*** Opening of ENTRIES SHOWN ***

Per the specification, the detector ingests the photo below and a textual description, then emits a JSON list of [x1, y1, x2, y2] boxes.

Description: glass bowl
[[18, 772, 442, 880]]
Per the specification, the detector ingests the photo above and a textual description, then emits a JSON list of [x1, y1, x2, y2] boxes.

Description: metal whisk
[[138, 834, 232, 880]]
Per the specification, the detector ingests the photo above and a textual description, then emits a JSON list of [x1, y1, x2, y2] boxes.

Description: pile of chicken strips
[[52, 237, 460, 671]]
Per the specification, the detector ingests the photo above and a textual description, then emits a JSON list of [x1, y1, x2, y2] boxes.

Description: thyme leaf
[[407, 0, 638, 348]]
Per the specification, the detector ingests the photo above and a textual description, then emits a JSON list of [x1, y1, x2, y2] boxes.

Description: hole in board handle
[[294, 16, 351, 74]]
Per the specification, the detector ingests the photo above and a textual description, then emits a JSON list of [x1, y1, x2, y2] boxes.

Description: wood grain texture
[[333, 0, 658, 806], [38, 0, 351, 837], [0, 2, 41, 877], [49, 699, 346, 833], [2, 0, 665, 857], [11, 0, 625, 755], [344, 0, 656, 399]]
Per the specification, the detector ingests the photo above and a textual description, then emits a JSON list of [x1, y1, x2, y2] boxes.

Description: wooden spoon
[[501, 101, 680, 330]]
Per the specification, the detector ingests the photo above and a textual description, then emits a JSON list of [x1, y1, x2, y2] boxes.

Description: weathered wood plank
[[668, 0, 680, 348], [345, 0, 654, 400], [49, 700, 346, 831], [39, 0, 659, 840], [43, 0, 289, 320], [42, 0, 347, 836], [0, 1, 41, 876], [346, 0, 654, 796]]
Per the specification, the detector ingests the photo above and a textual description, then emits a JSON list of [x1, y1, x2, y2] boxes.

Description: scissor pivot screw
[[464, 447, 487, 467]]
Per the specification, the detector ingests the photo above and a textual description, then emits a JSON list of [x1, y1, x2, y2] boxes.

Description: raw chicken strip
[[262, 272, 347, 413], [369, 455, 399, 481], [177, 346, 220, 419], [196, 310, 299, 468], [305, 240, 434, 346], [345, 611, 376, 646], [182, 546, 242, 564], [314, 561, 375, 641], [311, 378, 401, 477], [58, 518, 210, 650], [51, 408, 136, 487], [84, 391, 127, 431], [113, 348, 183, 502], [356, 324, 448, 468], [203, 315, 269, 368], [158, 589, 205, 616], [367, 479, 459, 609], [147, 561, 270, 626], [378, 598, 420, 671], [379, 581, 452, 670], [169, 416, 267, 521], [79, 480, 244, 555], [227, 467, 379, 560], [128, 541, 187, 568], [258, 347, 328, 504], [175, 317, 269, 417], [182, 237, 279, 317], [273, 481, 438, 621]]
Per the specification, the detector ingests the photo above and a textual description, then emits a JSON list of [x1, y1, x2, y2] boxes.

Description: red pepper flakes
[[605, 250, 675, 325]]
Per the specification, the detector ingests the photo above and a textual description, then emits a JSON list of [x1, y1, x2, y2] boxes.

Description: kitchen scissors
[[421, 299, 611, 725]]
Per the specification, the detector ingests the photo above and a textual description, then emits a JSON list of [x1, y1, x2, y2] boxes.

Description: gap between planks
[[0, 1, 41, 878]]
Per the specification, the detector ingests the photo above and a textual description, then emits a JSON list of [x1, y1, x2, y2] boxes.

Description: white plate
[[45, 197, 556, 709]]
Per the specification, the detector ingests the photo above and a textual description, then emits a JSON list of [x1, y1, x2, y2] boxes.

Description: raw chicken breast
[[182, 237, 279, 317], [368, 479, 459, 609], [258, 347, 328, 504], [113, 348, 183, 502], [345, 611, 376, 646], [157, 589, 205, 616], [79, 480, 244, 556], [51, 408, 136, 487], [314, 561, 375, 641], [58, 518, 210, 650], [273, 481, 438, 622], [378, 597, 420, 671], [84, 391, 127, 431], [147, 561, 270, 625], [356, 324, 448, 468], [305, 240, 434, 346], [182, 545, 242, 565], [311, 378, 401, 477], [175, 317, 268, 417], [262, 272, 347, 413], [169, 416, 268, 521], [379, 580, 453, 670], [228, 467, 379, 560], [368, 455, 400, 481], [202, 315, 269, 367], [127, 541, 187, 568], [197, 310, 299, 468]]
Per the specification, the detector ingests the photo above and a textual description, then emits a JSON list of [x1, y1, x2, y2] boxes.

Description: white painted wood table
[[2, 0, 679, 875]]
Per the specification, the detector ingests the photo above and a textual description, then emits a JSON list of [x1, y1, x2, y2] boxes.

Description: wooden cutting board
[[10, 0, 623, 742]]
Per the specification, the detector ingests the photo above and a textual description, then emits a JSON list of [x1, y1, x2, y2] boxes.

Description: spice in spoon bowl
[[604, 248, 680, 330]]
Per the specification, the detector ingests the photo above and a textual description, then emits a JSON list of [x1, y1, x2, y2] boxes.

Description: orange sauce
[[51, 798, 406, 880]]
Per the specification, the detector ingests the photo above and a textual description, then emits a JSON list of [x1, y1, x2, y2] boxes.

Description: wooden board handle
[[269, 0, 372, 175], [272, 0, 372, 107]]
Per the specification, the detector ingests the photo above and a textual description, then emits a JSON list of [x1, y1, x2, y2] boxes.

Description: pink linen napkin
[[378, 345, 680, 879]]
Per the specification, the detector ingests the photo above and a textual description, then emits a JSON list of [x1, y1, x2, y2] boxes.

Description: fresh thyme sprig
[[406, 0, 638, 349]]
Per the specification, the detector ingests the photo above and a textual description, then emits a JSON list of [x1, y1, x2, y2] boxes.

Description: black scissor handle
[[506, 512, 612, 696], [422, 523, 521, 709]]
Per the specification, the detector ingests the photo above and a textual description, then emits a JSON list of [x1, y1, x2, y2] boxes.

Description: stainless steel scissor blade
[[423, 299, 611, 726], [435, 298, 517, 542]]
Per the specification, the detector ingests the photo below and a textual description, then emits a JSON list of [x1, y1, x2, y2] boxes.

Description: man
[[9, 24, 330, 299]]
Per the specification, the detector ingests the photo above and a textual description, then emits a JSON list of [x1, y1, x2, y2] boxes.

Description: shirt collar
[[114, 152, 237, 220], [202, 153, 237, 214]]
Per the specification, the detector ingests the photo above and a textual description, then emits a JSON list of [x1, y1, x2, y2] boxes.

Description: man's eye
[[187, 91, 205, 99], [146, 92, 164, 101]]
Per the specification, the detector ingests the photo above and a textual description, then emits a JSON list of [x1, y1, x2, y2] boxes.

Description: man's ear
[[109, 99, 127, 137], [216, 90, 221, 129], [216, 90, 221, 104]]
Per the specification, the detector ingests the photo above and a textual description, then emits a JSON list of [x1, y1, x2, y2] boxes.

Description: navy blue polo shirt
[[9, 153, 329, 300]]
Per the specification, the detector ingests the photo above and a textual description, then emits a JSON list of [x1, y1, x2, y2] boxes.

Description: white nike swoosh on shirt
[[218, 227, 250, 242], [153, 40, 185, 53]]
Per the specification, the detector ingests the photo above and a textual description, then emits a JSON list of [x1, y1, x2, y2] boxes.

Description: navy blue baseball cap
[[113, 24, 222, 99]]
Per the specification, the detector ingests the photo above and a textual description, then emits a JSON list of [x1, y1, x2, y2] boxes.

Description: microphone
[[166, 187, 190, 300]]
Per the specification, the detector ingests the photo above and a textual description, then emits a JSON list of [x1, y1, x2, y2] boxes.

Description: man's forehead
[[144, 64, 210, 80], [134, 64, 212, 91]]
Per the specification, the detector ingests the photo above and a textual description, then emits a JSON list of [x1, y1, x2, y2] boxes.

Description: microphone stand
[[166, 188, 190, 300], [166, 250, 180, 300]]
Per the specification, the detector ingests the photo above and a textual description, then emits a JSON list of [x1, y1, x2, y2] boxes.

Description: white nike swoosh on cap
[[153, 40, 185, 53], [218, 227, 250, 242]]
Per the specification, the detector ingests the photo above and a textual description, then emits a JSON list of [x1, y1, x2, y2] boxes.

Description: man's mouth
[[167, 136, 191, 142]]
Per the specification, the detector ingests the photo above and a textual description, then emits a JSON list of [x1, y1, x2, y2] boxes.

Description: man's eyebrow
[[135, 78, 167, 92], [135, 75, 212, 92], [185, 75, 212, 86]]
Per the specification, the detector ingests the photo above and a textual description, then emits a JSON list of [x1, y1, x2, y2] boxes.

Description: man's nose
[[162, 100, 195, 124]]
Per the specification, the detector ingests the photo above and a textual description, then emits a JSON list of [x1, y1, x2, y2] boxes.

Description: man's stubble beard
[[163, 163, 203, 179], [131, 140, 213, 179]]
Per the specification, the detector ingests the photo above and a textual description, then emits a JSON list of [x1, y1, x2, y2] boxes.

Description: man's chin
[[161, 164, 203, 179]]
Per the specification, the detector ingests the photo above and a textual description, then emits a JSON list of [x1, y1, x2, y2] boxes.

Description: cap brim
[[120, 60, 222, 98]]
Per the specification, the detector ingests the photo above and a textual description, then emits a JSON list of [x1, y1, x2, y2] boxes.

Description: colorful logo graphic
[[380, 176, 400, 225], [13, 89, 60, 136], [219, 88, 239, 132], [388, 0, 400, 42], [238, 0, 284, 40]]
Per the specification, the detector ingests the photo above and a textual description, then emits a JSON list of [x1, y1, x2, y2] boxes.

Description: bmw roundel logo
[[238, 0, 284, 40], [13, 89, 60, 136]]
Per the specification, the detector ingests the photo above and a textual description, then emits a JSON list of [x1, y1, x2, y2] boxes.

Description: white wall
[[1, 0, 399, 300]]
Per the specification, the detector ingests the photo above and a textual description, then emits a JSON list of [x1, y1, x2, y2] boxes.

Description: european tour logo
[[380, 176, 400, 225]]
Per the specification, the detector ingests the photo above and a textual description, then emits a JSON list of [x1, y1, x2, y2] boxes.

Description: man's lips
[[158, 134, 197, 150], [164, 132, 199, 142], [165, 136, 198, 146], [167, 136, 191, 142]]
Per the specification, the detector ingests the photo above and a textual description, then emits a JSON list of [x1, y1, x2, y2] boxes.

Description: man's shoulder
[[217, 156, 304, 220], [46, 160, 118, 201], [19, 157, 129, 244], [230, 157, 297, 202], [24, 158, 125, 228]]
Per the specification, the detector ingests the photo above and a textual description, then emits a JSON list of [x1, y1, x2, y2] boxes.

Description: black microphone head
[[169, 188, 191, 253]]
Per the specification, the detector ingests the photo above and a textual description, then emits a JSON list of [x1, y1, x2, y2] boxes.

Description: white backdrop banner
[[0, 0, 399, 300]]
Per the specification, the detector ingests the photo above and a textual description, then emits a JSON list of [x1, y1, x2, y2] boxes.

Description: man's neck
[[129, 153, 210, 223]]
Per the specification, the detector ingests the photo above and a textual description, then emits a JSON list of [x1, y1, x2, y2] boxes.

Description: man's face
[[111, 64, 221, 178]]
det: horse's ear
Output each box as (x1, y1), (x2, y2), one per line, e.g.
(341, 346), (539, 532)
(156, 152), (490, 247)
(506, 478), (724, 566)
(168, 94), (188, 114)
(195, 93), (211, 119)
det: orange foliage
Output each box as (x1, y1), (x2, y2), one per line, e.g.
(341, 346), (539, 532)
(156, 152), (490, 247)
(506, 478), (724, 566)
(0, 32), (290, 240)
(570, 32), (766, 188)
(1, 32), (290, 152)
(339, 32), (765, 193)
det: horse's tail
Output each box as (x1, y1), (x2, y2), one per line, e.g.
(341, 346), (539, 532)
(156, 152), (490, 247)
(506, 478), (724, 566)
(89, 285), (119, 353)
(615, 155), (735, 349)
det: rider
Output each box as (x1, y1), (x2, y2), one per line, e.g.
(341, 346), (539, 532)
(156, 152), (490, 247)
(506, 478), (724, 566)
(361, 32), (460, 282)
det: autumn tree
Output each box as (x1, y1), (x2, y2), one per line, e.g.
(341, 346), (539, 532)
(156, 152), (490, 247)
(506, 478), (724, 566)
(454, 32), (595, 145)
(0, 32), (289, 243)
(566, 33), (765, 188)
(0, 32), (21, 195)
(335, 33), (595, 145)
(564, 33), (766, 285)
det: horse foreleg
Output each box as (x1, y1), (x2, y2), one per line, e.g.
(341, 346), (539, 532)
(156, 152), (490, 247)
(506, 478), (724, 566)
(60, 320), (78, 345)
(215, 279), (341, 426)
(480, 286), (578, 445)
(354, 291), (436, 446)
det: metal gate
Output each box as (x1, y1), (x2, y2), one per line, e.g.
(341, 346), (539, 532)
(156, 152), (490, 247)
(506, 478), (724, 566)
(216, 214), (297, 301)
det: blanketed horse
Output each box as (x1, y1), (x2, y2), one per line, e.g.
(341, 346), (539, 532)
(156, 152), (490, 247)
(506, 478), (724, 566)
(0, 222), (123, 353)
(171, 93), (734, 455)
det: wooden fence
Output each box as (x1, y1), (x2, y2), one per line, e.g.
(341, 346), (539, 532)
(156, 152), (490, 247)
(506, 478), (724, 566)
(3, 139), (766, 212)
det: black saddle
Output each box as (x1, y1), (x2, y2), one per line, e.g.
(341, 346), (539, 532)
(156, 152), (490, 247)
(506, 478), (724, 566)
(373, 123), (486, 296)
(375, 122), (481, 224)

*** Close of ENTRIES SHOWN ***

EXERCISE PROMPT: Reproduce all lines from the records above that include the word "horse".

EXPECTED OUTPUT:
det: horse's ear
det: horse's tail
det: horse foreleg
det: blanketed horse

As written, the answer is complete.